■ WORK TASK ■
Take the line containing "Shelf-audit ticket. Put a marker on every instance of the paved" and every line after it to the end of the data, and write them out exactly as they appear.

[Saved entries]
··········

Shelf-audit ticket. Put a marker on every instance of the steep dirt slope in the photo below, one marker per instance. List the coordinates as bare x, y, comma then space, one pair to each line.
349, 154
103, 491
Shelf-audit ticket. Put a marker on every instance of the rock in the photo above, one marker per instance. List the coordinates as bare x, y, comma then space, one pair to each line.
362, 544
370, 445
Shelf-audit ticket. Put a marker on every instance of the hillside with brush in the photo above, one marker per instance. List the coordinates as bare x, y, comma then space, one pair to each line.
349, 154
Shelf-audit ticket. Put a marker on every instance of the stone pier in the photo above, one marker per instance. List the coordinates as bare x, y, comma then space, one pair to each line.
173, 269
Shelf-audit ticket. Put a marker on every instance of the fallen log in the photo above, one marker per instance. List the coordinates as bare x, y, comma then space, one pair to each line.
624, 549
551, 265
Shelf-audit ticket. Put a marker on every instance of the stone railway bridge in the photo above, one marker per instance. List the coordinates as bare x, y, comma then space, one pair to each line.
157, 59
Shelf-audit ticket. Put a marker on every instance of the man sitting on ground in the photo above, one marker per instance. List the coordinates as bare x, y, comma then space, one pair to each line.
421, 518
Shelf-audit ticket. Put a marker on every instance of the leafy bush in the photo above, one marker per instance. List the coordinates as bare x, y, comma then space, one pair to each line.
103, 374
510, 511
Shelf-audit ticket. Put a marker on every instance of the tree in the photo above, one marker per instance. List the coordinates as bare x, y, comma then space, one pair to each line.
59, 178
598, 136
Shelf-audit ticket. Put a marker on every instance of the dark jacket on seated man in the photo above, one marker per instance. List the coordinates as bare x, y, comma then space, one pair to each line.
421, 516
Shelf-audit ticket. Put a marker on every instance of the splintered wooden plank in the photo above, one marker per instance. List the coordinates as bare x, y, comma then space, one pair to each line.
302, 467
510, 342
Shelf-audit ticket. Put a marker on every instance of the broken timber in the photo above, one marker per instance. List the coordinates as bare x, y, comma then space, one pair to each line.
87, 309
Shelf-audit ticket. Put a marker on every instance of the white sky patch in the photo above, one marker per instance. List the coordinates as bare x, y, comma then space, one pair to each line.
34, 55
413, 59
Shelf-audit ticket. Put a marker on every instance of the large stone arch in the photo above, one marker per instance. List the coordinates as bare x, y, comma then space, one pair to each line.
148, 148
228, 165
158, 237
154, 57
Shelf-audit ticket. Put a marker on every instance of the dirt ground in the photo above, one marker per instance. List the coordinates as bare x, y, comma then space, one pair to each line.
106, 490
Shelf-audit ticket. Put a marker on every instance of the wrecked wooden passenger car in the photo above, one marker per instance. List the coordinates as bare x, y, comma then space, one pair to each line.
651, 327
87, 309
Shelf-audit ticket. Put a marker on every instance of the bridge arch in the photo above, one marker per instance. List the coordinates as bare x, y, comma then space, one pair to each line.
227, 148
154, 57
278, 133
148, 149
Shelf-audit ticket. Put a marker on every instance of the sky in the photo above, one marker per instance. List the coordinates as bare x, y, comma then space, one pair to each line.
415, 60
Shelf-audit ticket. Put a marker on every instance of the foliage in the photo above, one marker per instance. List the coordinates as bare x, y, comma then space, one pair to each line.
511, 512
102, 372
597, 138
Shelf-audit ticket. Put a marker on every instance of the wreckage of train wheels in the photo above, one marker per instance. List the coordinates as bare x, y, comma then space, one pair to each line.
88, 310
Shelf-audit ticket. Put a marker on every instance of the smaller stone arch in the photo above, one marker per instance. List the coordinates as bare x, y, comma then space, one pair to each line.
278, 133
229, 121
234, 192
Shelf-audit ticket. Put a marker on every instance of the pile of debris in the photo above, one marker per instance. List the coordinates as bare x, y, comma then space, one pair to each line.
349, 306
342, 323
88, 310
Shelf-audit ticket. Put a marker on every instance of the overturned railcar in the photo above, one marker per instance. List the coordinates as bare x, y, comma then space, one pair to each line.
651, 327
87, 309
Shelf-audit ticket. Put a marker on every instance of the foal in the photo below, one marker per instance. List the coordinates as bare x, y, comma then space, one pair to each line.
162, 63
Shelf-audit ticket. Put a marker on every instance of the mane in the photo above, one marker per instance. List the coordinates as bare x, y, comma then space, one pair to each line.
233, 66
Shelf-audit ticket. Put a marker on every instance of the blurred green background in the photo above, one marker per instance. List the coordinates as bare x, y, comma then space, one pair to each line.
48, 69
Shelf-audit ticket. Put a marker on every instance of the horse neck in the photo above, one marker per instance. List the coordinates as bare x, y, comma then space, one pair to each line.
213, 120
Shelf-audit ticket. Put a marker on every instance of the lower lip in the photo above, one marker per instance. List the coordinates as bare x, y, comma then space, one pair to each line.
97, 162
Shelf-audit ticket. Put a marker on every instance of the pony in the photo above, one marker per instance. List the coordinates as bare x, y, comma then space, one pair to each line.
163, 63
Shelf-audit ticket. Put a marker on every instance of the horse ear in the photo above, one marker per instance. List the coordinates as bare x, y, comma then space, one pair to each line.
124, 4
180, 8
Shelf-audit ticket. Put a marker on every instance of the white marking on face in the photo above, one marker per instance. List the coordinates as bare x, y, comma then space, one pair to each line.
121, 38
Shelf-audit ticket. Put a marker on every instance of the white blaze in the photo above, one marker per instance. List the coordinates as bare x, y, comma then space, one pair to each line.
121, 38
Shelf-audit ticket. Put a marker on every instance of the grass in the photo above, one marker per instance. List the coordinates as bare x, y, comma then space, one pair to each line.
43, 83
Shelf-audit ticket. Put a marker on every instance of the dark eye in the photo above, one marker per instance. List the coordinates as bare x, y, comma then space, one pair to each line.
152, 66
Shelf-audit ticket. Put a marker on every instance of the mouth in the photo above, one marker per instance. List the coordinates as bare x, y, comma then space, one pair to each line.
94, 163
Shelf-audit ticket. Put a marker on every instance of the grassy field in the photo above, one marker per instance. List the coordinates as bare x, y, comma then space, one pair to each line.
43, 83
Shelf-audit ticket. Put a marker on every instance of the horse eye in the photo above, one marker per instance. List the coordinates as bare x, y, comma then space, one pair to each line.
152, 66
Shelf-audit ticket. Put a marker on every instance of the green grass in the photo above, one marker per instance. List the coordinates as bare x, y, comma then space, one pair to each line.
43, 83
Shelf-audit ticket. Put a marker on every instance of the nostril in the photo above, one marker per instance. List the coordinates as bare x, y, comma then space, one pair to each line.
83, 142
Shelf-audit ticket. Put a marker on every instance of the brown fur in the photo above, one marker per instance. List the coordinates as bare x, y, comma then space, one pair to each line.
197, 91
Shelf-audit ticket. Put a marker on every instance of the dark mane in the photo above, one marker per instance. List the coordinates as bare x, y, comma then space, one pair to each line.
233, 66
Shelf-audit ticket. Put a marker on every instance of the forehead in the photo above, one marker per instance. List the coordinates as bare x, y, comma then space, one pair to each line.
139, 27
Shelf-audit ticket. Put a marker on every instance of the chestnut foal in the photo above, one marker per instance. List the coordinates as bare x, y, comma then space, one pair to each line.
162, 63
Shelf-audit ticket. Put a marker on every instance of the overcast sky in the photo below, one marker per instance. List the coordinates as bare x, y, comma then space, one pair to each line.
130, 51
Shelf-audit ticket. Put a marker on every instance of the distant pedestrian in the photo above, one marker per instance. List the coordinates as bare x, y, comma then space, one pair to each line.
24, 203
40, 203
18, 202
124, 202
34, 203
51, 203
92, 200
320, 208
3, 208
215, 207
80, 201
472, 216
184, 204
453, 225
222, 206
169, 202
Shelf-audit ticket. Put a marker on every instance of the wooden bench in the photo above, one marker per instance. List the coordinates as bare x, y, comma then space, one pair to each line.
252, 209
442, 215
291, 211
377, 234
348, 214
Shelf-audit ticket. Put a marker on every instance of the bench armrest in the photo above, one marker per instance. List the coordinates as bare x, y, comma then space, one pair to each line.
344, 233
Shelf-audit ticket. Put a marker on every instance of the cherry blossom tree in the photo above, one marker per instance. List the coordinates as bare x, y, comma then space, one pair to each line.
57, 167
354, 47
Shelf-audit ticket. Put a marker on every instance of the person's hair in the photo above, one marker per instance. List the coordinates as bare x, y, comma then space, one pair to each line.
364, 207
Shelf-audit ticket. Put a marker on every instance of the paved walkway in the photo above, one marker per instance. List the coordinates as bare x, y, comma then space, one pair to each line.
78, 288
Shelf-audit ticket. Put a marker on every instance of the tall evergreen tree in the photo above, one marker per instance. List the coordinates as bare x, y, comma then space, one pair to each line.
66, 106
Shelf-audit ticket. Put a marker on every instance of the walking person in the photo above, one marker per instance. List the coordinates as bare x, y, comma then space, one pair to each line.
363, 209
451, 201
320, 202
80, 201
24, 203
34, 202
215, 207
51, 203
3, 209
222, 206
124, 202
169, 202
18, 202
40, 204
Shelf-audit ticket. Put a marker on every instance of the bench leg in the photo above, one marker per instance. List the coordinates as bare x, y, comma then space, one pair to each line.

··········

■ RESULT OF THIS EXERCISE ■
Shelf-audit ticket. Put a marker on every instance of the paved walkway in the photo above, one marker per instance. List the coordinates as bare x, y, comma then space, one pair to each line.
78, 288
Shelf-audit ticket. Put a marker on every instance of the tall evergreen tree in the photo above, one marker per instance. List the coordinates as bare x, y, comma then space, one pair to each line.
66, 106
Shelf-audit ticket. Put a marker on every instance of the walking person in the photo above, one marker per instance. List the coordinates as bare x, y, comma then space, one pair to each line.
363, 209
451, 201
320, 202
80, 201
24, 203
34, 202
215, 207
51, 203
3, 209
222, 206
124, 202
169, 202
18, 202
40, 204
Shelf-audit ticket. Put a marker on every instance of the bench leg in the photo above, one marker per instance. List the coordinates as bare x, y, comma then space, one pair to each line.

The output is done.